TASK: Locate every line in the listing below that contains the string "blade", and copy each one out. Matching is case-sensitive.

INPUT DATA:
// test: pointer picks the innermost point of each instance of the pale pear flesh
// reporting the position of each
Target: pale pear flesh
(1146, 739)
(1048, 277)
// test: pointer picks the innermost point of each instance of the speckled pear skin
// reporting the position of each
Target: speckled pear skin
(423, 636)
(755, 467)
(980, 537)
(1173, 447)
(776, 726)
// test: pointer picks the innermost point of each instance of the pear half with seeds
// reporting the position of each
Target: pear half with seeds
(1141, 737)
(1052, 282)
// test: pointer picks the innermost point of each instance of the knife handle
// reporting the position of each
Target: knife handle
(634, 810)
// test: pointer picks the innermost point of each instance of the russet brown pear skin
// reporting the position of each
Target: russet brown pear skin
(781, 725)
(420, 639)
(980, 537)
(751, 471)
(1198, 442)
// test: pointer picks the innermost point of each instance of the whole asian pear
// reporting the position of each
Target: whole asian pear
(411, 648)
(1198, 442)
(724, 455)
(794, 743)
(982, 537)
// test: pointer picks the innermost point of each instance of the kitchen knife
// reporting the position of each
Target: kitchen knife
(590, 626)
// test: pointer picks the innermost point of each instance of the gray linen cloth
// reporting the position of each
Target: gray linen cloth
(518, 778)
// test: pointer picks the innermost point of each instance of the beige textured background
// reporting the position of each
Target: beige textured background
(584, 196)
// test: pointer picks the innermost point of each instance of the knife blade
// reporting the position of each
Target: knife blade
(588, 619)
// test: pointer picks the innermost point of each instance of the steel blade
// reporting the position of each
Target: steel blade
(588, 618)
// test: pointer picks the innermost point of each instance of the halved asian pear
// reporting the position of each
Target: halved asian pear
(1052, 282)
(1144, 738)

* * *

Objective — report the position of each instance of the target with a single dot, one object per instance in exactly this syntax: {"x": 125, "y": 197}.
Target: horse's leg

...

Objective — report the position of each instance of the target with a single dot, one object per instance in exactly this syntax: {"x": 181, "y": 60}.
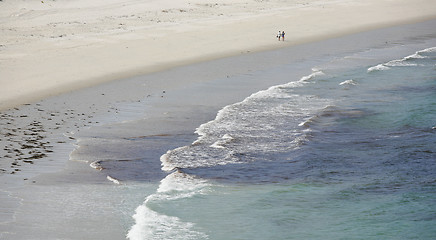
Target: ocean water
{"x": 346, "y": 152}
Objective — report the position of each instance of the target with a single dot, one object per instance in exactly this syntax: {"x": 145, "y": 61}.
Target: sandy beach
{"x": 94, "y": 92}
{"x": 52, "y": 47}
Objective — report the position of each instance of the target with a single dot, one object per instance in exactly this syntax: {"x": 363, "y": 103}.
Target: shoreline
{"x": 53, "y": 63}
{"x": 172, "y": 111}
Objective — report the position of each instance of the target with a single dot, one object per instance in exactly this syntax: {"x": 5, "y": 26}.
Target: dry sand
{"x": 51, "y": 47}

EXPECTED ANSWER:
// test: pointer picks the innermost point of each instance of the knife blade
Target: knife blade
// test: pointer picks the innermost point of each instance of the steel blade
Target: steel blade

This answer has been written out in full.